- **What you should do**: Reproduce the data below with "Indicate" swapped for "Mark" wherever it occurs and everything else left unchanged. Leave the pictures out.

++++

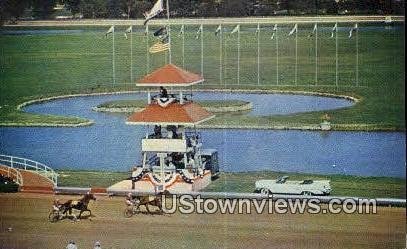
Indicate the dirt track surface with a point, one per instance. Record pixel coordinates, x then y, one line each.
27 215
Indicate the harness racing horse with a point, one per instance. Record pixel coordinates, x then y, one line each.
81 205
153 200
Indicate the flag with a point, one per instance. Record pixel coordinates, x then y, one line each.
181 31
218 30
159 47
334 29
274 31
314 30
236 29
129 30
146 31
161 32
354 28
295 29
111 30
258 29
199 32
157 9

++++

- **Task result**:
Mark the dirt track surface with a point, one per instance. Record pixel coordinates, x then y, one line each.
27 215
Mark the harness racing horse with a point, one per instance. Record pixel coordinates, x then y, one line each.
81 205
153 200
Mark the flag with a point, one per instance. Record pixel coordinates, x then y, one line each.
181 31
218 30
159 47
334 29
274 31
314 30
236 29
129 30
146 31
161 32
354 28
295 29
111 30
258 29
199 32
157 9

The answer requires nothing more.